Extrait à lire:
....

La dialectique est alors bien proche d'être un art de la ruse. C'est ainsi en tout cas que la comprend Descartes lorsqu'il écrit dans la seconde partie du Discours de la méthode : « En les examinant, je pris garde que, pour la logique, ses syllogismes et la plupart de ses autres instructions servent plutôt à expliquer à autrui les choses qu'on sait, ou même, comme l'Art de Lulle, à parler, sans jugement, de celles qu'on ignore, qu'à les apprendre [...] » Cette condamnation, qui emporte avec la logique tout entière la dialectique (qui n'aura plus aucune place dans la philosophie cartésienne), est un élément de la critique générale de l'aristotélisme : la méthode qui permet de distinguer le vrai du faux est pensée complètement en dehors d'elle. Cette critique aura plus de résistance que la doctrine cartésienne elle-même : la catégorie de dialectique sera effacée de l'histoire de la philosophie pendant près de deux siècles.
Résurrection kantienne de la dialectique
À défaut d'une théorie de la dialectique, on en retrouvera après Descartes une certaine pratique : par exemple dans la méthode de division des difficultés par dichotomie chez Leibniz, ou dans les classifications de Wolf. Mais il faudra attendre Kant et la Critique de la raison purepour que la catégorie de dialectique soit à nouveau pensée.
Elle l'est alors dans une perspective nettement aristotélicienne : la dialectique est en effet définie comme une « logique de l'apparence », par opposition à l'analytique, ou « logique de la vérité ». Elle n'a pourtant rien à voir avec la pratique des rhéteurs, « art sophistique de donner à son ignorance, et même aussi à ses illusions préméditées, l'apparence de la vérité, en imitant la méthode de profondeur que prescrit la logique en général, et en se servant de la topique pour colorer les plus vaines allégations » (Logique transcendantale, Introduction III) : la dialectique est la critique de l'apparence dialectique. D'autre part, elle fait intervenir une doctrine des Idées de la raison, principes inconditionnés de tout jugement, qui ne sont pas sans rapport avec les Idées au sens platonicien. Avec la reprise kantienne de la catégorie de dialectique, nous retrouvons donc les difficultés soulevées par les positions divergentes de Platon et d'Aristote.
Cependant, la catégorie de dialectique reçoit de sa place dans le système kantien une caractérisation tout à fait originale : elle y est en effet conçue comme une critique, dans le cadre d'une doctrine des facultés et de la distinction de leurs usages. On sait que l'attitude critique est ce qui permet, d'après Kant, une position radicalement nouvelle des problèmes en philosophie. Qu'est-ce que critiquer ? C'est voir une chose dans ses limites, la soumettre à une question de droit, lui faire subir l'épreuve de la légitimité. Les facultés, dont le fonctionnement diversement combiné permet de satisfaire les intérêts de la raison (en particulier l'intérêt spéculatif et l'intérêt pratique, qui répondent aux questions : que puis-je connaître ? que puis-je faire ?), n'ont d'usage légitime que dans certaines limites : par exemple, l'entendement ne peut connaître que les phénomènes, la raison n'a d'idées que pour ce qui est hors de l'expérience. Si ces limites sont transgressées, par le jeu de l'une ou l'autre faculté, celle-ci s'engage dans un usage illégitime, puisqu'elle veut s'appliquer hors du domaine qui lui appartient en propre : d'où la nécessité d'une « dialectique transcendantale », qui rend compte de la possibilité de cette transgression, en démonte les mécanismes, en restreint les effets sans les supprimer.

....

Petit exercice 1: Relevez, dans l'ordre où ils apparaissent, tous les noms de personnes écrits en toutes lettres dans l'extrait sur la dialectique, sans les adjectifs qui en dérivent.
Petit exercice 2: Prolongez l'extrait sur la dialectique de quelques phrases, en reprenant juste après sa dernière phrase.
Les lignes placées ensuite forment un document à part, sans rapport avec l'extrait sur la dialectique.

Contenu des données:
....

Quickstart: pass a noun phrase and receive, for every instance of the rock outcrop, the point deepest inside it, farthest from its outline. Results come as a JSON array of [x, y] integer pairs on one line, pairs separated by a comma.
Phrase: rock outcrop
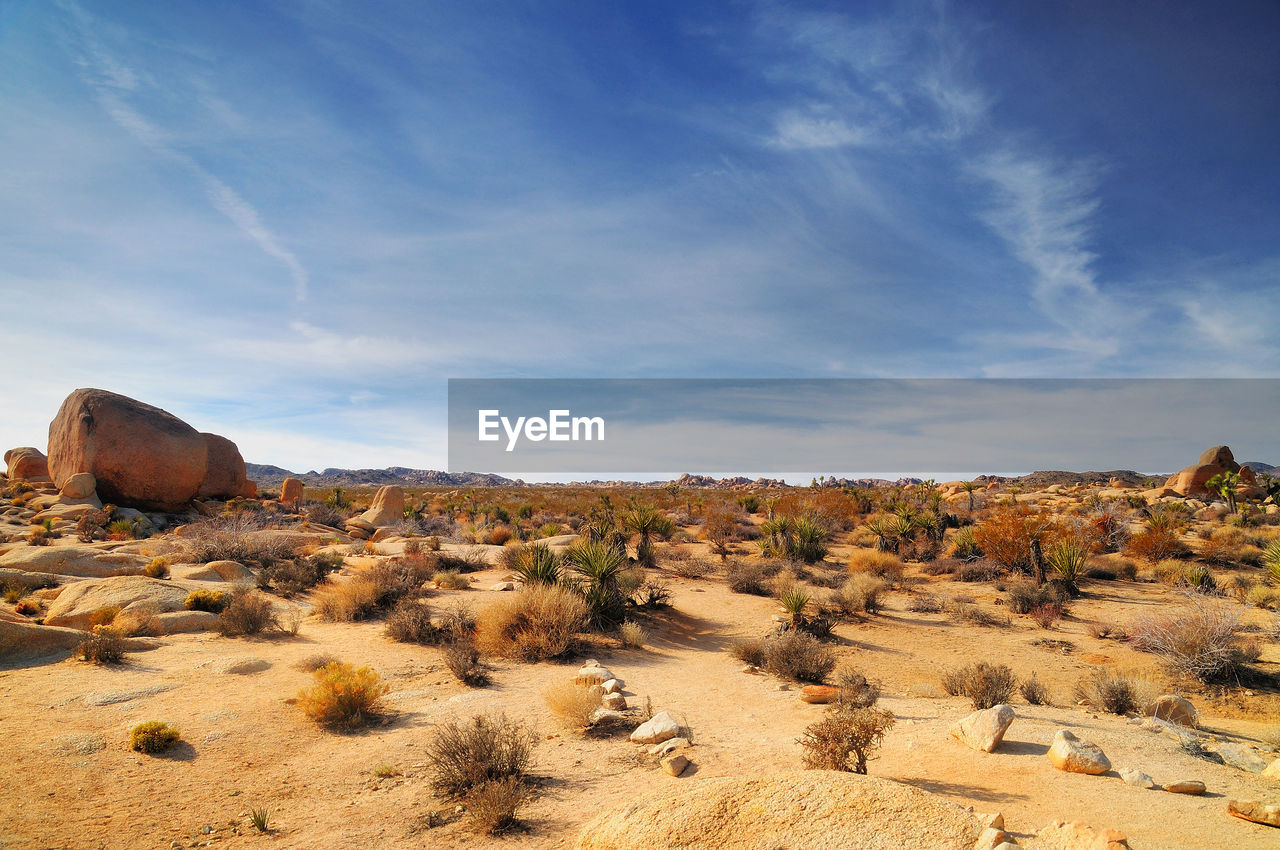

....

Réponse finale 1: Descartes, Lulle, Leibniz, Wolf, Kant, Platon, Aristote

Réponse finale 2:
En particulier, il y a une « dialectique naturelle de la raison », qui l'amène à prétendre connaître quelque chose de déterminé, d'où un certain nombre de faux problèmes spécifiques, qui concernent l'âme, le monde et Dieu. Ces spéculations illégitimes engendrent non des erreurs (qui pourraient être corrigées), mais des illusions nécessaires : la critique peut, au sens strict, en limiter les effets, en montrant qu'il s'agit non de connaissances, mais d'apparences ; mais elle ne peut empêcher leur formation dans la faculté de connaître.
La conception de la dialectique comme critique a ceci d'original qu'elle place la dialectique du côté de l'illusion, c'est-à-dire du côté de l'« opinion » telle que la concevaient les philosophes antiques, et qu'en même temps elle lui assure un statut d'activité théorique (comme doctrine de l'illégitime, elle relève elle aussi de la question de droit) : ainsi l'alternative entre la dialectique comme science et la dialectique comme art est en quelque sorte dépassée, et on peut dire que la définition kantienne prépare une position nouvelle du problème de la dialectique ; Hegel le reconnaîtra dans l'introduction de la Science de la logique : Kant a montré dans sa dialectique « l'objectivité de l'apparence et la nécessité de la contradiction ». Il faut dire pourtant qu'elle reste enfermée dans le cadre d'une représentation logique de la dialectique, et qu'elle exclut une problématique des rapports entre la dialectique réelle et la dialectique pensée.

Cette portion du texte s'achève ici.